* [Work instruction] An exact copy of every record, without the pictures, is what should come back.

* [Data for review]

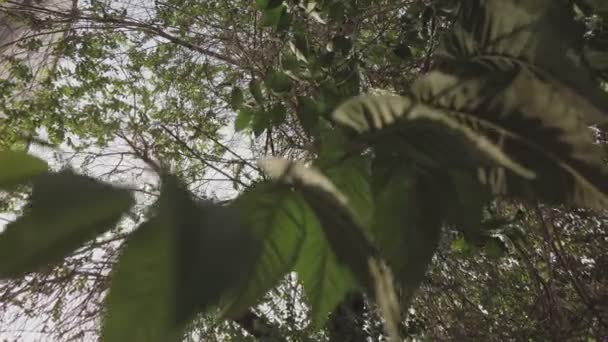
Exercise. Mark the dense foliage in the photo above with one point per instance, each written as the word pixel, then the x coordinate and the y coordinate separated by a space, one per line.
pixel 305 170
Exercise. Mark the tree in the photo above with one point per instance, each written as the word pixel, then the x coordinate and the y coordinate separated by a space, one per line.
pixel 474 110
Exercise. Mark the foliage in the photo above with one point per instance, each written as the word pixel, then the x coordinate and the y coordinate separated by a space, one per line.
pixel 389 186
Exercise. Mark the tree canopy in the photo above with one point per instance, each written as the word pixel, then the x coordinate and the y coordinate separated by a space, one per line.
pixel 304 170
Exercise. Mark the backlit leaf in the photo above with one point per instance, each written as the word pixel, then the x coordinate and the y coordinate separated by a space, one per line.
pixel 64 211
pixel 19 167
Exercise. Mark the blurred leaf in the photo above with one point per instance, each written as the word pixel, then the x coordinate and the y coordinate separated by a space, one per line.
pixel 236 98
pixel 279 219
pixel 407 222
pixel 273 16
pixel 308 115
pixel 243 119
pixel 402 51
pixel 261 122
pixel 141 303
pixel 495 247
pixel 278 81
pixel 19 167
pixel 278 114
pixel 255 87
pixel 64 211
pixel 186 259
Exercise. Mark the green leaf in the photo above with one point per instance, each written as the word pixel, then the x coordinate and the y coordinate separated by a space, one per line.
pixel 308 115
pixel 243 119
pixel 407 222
pixel 278 81
pixel 236 98
pixel 19 167
pixel 64 212
pixel 188 258
pixel 346 236
pixel 495 247
pixel 279 219
pixel 255 87
pixel 536 123
pixel 272 17
pixel 278 114
pixel 599 6
pixel 261 122
pixel 301 44
pixel 368 115
pixel 342 44
pixel 403 51
pixel 540 35
pixel 349 172
pixel 326 282
pixel 141 303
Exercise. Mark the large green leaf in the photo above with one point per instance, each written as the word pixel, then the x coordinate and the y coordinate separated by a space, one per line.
pixel 279 219
pixel 141 303
pixel 344 233
pixel 427 134
pixel 537 124
pixel 185 260
pixel 407 221
pixel 326 281
pixel 540 35
pixel 278 81
pixel 340 224
pixel 18 167
pixel 65 210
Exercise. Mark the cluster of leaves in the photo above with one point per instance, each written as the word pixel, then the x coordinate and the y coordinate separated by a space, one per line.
pixel 504 112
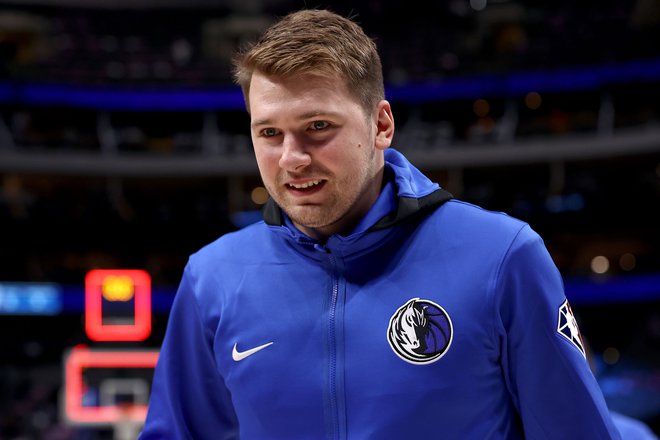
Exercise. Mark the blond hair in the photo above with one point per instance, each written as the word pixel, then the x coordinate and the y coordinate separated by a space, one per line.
pixel 316 42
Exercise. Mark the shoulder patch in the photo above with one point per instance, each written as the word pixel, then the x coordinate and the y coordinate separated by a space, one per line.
pixel 568 328
pixel 420 331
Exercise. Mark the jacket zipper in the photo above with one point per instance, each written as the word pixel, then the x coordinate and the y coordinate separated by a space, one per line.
pixel 335 412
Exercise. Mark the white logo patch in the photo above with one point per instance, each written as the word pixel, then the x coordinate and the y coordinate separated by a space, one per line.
pixel 567 327
pixel 240 355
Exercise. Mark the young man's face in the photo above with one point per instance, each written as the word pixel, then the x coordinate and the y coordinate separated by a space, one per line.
pixel 320 156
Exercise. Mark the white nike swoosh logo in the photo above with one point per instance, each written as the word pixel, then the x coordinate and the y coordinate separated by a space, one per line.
pixel 240 355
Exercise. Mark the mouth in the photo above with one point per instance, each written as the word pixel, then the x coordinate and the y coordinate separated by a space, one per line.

* [Exercise solution]
Exercise. Mark the dense foliage in the photo above with one point per instance, each written as the word pixel, then the x coordinate and the y coordinate separated by a space, one per line.
pixel 305 170
Exercise. Mark the tree in the photo above with one point per instance, each written as the word pixel, then the x coordinate and the y coordinate separated by a space, one per line.
pixel 474 110
Exercise. Mark the foliage in the photo above with one point per instance, each written as the word pixel, then the x coordinate and the y coordinate separated by a space, one per line.
pixel 389 186
Exercise. Mark the tree canopy in the photo above with one point per instance, each written as the word pixel, then the x coordinate and the y coordinate separated by a space, one per line.
pixel 304 170
Exercise. Mark the backlit leaf in the photo above with one point per instance, each written as the word pixel, then the x coordinate and the y coordinate separated by a space, one per line.
pixel 64 211
pixel 19 167
Exercise. Mark the blurred leaf in the photo above with one point per instance, each written as the word pixel, then the x coordinate and the y coordinate separated by a space, one per line.
pixel 236 98
pixel 279 219
pixel 407 222
pixel 273 16
pixel 308 115
pixel 243 119
pixel 402 51
pixel 261 122
pixel 141 303
pixel 495 247
pixel 278 81
pixel 19 167
pixel 278 114
pixel 255 87
pixel 64 211
pixel 186 259
Exercise. Mark the green leaf in the photo above with one point per instance, each written as the word pixel, then the x coordinate and the y coordinate separated by a space, one per line.
pixel 308 115
pixel 243 119
pixel 407 222
pixel 278 81
pixel 236 98
pixel 19 167
pixel 64 212
pixel 188 258
pixel 346 236
pixel 495 247
pixel 279 219
pixel 255 87
pixel 536 123
pixel 272 17
pixel 278 114
pixel 599 6
pixel 261 122
pixel 301 44
pixel 368 115
pixel 342 44
pixel 403 51
pixel 540 35
pixel 349 172
pixel 326 282
pixel 141 303
Exercise. Mark the large green leaf in the photo above with one point per instance, each written as the word pixel, then the x coordinate and the y coordinate separated by a space, one per line.
pixel 279 219
pixel 141 303
pixel 344 233
pixel 427 134
pixel 537 124
pixel 185 260
pixel 407 221
pixel 326 281
pixel 540 35
pixel 278 81
pixel 340 224
pixel 18 167
pixel 65 210
Exercise. Mark the cluster of leaves in the photo above with one point per instance, each written as the word pixel, then the x coordinate and the y coordinate separated by a space, one per line.
pixel 504 112
Exercise. Mark the blond hair in the photo above with one point per instance, each written as the word pixel, then the x coordinate and the y coordinate separated by a space, one per line.
pixel 316 42
Exercise. Mark the shoulder patch in the photo above with one point per instance, each written as the word pixel, then the x coordinate and the y coordinate separated by a space, one per line.
pixel 568 328
pixel 420 331
Exercise. Mark the jacket zipper in the photo above with one point per instance, each written as the word pixel, then the x coordinate and the y coordinate separated by a space, one per line.
pixel 335 412
Exercise. Mark the white logo patch in the photo above with one point per instance, each written as the word pixel, then the x coordinate and the y coordinate separated by a space, one per line.
pixel 567 327
pixel 240 355
Exercise. Mark the young man's face in the photo above with one point per instance, each written as the word pixel, then the x coordinate and the y coordinate separated by a space, one per line.
pixel 320 156
Exercise. Mark the white nike swoosh logo in the photo above with one point per instance, each written as the word pixel, then the x coordinate and the y coordinate separated by a space, one per line.
pixel 240 355
Exercise. Mark the mouth in the photo above with one point per instance, each written as the word pixel, then the x coordinate and the y coordinate separated by a space, one per line.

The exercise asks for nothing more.